= Goal =
Rescale everything from the start of the items down to and including the line containing "[0, 315, 1344, 738]". Reproduce every line, requests included, and multiply only the bounding-box coordinates in the answers by 0.8, rounding each to a whole number with halves rounded up.

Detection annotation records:
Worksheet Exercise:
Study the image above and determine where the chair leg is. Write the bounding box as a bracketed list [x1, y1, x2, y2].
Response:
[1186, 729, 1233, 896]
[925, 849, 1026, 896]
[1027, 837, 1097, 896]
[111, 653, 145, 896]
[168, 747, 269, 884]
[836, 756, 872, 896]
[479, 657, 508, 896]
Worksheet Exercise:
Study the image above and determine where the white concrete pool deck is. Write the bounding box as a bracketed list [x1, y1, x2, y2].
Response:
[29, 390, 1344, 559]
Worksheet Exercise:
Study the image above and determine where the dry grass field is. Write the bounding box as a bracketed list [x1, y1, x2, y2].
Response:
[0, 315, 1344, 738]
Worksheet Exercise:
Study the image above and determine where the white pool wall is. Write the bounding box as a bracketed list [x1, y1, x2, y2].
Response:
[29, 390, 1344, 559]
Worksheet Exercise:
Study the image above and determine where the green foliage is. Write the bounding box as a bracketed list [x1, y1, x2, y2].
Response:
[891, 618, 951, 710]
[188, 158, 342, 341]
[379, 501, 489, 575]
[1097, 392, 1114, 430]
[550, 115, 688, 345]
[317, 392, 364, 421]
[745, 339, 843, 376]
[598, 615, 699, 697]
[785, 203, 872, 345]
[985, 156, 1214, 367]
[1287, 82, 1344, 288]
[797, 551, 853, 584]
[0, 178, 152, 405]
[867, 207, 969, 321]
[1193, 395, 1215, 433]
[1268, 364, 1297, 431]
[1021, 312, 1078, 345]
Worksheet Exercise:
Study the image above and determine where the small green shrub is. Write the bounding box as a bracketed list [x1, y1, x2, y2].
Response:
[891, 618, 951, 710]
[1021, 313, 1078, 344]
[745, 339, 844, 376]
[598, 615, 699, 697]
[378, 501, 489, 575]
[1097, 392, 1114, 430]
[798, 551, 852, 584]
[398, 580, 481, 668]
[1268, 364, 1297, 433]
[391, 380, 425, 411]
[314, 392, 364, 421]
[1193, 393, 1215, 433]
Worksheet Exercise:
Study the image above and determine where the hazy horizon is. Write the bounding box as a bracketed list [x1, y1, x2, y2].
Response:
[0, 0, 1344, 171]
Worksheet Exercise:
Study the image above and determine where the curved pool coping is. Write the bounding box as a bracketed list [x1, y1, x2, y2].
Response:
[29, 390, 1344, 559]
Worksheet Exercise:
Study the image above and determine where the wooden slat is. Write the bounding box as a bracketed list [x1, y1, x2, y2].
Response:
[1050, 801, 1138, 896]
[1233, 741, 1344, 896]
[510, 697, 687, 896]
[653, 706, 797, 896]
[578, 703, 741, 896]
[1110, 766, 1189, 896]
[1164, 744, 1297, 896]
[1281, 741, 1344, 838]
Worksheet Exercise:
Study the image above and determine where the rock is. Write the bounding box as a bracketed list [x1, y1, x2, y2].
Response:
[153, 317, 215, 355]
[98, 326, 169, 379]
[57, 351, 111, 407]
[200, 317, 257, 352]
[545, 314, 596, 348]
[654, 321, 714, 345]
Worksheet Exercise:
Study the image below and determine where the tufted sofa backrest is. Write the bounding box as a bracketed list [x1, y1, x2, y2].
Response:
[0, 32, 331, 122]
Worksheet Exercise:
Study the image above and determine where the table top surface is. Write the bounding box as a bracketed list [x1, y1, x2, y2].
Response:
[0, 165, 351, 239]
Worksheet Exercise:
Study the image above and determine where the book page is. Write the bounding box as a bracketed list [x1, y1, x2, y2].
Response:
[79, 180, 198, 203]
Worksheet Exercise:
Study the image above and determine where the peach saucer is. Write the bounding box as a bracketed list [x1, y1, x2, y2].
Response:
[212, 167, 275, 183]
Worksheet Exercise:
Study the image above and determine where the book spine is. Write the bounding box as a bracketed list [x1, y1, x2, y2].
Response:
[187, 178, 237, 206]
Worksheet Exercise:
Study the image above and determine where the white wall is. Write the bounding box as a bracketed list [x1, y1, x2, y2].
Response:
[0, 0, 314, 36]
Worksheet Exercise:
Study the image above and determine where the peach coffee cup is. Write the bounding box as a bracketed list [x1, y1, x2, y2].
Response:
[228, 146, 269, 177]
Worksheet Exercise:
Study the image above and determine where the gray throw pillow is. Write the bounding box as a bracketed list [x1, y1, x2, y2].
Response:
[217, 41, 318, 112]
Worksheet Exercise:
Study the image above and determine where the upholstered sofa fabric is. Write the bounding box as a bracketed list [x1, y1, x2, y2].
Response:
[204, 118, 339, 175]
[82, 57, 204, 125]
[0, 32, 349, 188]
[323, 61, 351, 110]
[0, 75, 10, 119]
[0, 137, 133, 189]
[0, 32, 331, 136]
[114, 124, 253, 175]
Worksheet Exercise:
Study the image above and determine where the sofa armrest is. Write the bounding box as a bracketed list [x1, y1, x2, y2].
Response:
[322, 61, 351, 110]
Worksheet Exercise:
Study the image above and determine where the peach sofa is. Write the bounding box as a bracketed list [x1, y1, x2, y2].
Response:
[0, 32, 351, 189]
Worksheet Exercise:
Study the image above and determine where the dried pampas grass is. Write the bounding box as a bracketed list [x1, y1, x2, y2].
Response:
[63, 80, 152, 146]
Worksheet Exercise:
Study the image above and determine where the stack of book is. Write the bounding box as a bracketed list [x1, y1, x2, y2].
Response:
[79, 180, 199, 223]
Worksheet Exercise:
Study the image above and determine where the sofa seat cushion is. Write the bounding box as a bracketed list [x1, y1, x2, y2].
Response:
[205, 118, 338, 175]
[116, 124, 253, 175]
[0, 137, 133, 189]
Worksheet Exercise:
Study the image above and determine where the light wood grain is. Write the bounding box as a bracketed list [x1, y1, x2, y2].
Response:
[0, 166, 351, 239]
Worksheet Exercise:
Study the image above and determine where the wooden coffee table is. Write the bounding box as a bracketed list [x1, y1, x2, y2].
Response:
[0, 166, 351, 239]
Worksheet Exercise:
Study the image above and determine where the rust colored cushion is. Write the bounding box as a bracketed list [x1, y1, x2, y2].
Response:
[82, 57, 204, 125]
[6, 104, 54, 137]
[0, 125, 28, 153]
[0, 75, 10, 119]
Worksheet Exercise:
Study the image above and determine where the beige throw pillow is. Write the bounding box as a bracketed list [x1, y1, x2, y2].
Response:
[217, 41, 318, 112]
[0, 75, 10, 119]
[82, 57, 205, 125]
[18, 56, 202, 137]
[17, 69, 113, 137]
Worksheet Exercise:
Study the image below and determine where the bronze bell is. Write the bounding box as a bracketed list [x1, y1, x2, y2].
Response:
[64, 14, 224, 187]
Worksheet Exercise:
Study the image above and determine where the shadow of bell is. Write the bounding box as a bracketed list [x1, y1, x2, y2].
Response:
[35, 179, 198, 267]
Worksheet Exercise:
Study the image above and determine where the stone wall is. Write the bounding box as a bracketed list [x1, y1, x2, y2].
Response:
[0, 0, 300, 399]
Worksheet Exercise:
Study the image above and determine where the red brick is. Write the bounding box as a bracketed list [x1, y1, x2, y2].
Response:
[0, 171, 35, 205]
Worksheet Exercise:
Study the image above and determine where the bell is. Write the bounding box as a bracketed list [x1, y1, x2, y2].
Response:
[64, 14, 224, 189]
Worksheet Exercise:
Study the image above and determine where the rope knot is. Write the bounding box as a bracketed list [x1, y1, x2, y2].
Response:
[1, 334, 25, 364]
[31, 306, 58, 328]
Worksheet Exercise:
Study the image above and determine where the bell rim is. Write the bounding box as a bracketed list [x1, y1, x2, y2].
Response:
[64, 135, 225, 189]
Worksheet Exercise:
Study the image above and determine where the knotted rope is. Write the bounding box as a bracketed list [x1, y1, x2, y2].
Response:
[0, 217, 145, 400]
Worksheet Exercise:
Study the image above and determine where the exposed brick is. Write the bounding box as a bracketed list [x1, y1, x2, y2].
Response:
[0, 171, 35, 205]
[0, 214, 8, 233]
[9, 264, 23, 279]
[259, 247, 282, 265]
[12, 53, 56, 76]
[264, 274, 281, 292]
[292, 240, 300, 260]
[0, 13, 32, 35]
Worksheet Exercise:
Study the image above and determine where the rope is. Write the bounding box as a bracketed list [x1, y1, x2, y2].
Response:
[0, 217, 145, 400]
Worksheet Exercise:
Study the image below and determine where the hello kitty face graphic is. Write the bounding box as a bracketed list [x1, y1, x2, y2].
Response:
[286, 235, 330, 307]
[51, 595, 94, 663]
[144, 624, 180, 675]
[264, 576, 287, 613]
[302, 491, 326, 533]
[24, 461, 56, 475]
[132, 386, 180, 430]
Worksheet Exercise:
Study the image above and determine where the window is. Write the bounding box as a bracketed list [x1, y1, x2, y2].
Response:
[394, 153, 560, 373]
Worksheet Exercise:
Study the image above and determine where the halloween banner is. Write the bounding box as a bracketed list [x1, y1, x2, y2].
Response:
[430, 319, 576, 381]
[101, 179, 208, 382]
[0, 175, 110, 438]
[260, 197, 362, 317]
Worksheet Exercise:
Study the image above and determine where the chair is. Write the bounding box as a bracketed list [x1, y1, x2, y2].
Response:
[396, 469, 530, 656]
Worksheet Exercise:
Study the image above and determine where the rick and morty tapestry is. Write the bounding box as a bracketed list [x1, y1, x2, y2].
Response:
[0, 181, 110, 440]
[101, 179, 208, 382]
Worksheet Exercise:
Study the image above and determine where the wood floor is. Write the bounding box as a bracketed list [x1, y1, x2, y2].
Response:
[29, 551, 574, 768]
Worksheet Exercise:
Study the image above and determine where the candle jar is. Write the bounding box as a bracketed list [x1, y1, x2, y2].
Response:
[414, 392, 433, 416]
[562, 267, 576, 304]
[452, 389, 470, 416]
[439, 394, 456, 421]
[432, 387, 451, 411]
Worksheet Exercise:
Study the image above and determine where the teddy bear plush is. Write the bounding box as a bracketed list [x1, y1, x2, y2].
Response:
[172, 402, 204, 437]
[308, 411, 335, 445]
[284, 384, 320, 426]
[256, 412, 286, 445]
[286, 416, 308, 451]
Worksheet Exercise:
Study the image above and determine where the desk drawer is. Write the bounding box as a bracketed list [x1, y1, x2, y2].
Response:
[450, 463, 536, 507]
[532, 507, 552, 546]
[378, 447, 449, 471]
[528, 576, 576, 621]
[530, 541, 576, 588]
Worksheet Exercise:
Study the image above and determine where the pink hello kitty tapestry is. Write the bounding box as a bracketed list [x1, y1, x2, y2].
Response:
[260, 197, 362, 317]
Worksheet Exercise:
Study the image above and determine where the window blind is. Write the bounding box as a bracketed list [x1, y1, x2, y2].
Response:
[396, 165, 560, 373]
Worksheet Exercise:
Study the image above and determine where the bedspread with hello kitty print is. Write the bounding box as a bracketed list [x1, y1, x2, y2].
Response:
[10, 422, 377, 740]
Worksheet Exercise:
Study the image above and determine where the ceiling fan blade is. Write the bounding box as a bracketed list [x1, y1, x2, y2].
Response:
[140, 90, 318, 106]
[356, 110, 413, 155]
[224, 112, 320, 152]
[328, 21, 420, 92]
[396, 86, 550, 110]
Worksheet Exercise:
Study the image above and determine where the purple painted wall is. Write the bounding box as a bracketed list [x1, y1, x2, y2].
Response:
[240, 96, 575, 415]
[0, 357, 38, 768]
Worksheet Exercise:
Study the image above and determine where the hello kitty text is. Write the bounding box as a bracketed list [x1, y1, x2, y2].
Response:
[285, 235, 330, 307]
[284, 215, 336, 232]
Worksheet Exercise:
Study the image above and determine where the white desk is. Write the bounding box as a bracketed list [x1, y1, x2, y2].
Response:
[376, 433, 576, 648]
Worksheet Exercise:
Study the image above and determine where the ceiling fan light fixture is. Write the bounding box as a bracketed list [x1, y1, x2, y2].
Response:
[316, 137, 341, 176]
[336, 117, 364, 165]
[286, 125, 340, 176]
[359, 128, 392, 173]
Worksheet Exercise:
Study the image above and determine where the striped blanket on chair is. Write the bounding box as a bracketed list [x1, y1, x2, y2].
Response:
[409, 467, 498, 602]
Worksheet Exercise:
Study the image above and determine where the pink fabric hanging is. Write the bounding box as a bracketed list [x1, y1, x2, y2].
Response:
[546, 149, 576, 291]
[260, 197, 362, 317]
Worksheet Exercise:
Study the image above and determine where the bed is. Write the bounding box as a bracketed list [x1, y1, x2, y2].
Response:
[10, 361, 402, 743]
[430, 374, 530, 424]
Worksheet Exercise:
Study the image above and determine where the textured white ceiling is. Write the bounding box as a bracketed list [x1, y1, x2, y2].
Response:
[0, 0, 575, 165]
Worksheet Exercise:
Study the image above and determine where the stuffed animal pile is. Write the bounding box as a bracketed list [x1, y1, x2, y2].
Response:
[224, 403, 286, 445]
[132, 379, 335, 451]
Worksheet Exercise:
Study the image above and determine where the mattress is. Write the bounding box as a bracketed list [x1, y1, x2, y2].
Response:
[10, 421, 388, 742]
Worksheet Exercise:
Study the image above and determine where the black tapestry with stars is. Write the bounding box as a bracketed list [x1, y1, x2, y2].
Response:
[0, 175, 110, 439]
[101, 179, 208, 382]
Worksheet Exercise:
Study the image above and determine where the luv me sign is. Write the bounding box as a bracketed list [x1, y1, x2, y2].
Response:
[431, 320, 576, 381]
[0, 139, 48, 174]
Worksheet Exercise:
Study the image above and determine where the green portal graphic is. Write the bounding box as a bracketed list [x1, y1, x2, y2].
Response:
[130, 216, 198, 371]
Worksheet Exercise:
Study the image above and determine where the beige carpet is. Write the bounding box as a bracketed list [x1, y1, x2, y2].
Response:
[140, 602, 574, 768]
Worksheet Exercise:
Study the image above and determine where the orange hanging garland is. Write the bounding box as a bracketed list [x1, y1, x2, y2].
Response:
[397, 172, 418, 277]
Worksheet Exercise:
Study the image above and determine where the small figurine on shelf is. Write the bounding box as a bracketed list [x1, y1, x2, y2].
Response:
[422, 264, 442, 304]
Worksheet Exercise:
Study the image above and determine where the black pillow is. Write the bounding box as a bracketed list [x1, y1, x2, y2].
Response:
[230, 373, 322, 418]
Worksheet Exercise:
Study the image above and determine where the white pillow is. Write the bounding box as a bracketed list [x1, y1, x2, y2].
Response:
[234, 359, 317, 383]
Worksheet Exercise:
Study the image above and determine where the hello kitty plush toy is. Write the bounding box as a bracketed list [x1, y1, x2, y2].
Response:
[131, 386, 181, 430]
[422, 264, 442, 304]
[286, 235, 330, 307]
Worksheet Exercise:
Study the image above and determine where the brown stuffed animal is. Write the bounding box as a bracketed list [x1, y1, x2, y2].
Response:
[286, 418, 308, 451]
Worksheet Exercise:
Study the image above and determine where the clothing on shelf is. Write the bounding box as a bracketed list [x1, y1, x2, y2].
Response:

= Output for this task =
Worksheet Exercise:
Study the image above and determine where the chair leg is. Write the bounding box as a bracketed list [x1, y1, x2, y2].
Response:
[949, 583, 986, 717]
[740, 679, 821, 717]
[822, 670, 878, 717]
[89, 522, 116, 717]
[134, 598, 215, 707]
[669, 605, 698, 717]
[383, 526, 406, 717]
Worksheet Exercise:
Study the image above and determine where the white concrete pool deck is. Write the bounding box as a bracketed list [x1, y1, x2, y2].
Response:
[23, 312, 1075, 447]
Worksheet Exercise:
Study the image above and determine where the dry grass field is. Write the bounding box as a bracketed list [x1, y1, x2, y2].
Response:
[0, 252, 1075, 590]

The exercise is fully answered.